PAGE EXCERPT:

Marsteiner said Laundrie would likely need to get food and water from other people near him, though
the reserve has been closed to visitors since September 21 during the search for Laundrie.
Even if he had access to a water-filtration device, it could still be difficult to find drinkable water, Urban said, especially if Laundrie were looking for a source far from other people.
Marsteiner said that while there were ways to start fires that go relatively undetected, it was unlikely that someone without training would be able to do so. The police in North Port have said they've found no evidence of any campsite in the park.
Marsteiner speculated that Laundrie could be on the Appalachian Trail, a
2,193-mile hiking path that stretches from Georgia to Maine.
Officers with the Florida Fish and Wildlife Conservation Commission ride up a private road near the entrance of the Carlton Reserve on September 21.
AP Photo/Phelan M. Ebenhack
"To most people, that sounds like he will get caught, but people live in their own little world, their own little bubble," Marsteiner said. "They don't pay attention to the environment around them usually. He could very well be scavenging off of the people on the trail or at the places where people go to resupply for their food."
Marsteiner said that if Laundrie died in the reserve, police search dogs would most likely be able to pick up the scent of his body. But Urban said it wouldn't be impossible for Laundrie's death in the park to go undetected.
"You have so many animals that are hungry," Urban said. "You can be in a snake stomach, you can be in a gator stomach, or you can be eviscerated by a bear.
"An animal is not going to eat out in public. It's going to take back to where it feels safe and sheltered," he said, adding that a "pack of hungry animals" or "even buzzards" could destroy a body and leave behind little evidence.
"Some of these animals can destroy you in this Florida heat," he said, adding that any scent would likely dissipate in 12 to 24 hours, making it difficult for even search dogs to detect a body.

EXTRACTED RECORDS:
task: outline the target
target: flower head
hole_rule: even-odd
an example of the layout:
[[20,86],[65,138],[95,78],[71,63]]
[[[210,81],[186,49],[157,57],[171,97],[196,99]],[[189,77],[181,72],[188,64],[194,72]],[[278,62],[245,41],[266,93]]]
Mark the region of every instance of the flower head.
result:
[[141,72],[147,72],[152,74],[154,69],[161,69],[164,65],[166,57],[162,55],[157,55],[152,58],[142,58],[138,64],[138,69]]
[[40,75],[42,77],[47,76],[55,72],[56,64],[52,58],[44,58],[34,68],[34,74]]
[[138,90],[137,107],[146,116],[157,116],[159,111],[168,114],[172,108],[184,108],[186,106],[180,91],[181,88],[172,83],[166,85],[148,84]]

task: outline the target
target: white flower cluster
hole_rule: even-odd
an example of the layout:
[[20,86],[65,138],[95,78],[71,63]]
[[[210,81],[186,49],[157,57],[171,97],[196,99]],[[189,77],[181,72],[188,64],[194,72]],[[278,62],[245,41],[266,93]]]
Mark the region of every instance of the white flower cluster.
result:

==

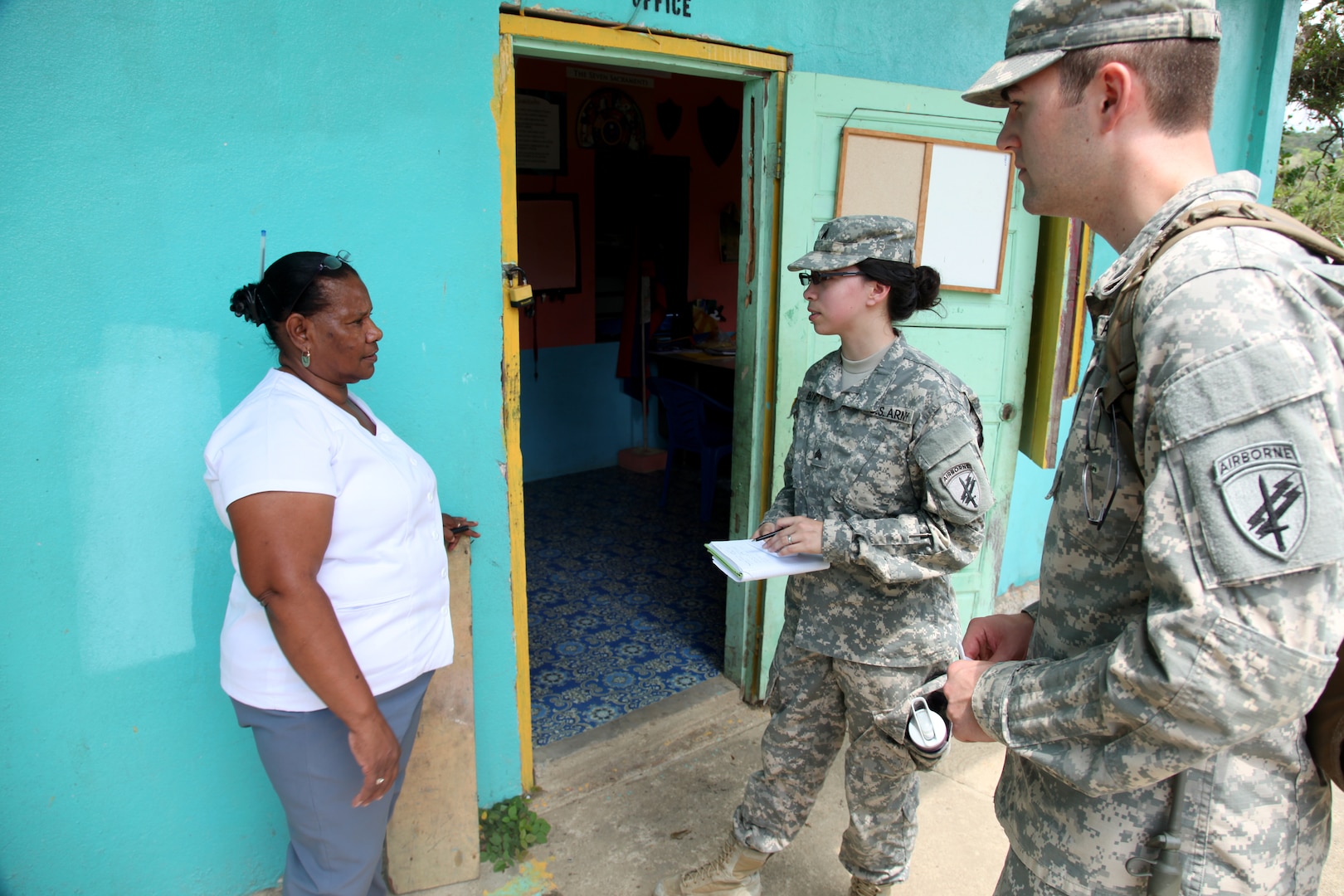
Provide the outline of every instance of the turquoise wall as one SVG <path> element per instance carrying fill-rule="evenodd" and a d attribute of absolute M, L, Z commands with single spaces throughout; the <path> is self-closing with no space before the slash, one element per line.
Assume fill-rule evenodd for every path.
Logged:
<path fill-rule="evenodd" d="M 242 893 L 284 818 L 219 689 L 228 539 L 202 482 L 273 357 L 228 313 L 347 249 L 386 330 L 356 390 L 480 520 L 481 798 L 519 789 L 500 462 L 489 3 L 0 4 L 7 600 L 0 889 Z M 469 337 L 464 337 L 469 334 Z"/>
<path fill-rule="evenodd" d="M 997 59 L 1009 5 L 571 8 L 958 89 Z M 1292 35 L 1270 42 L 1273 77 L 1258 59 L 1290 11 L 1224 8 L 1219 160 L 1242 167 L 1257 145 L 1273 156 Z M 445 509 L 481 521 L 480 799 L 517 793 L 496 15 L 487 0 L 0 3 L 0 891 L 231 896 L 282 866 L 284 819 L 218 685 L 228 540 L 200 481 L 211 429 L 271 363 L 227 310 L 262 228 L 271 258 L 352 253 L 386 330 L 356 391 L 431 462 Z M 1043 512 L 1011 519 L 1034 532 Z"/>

INSTRUCTIONS FOR THE TASK:
Check each statement against the excerpt on the search for Laundrie. For each one, answer yes or no and quote the exact words of the excerpt that decide it.
1. The reserve has been closed to visitors since September 21.
2. The police in North Port have found evidence of a campsite in the park.
3. Marsteiner said a person without training could easily start a fire that goes undetected.

EXERCISE ANSWER:
1. Yes: "the reserve has been closed to visitors since September 21 during the search for Laundrie."
2. No: "The police in North Port have said they've found no evidence of any campsite in the park."
3. No: "it was unlikely that someone without training would be able to do so."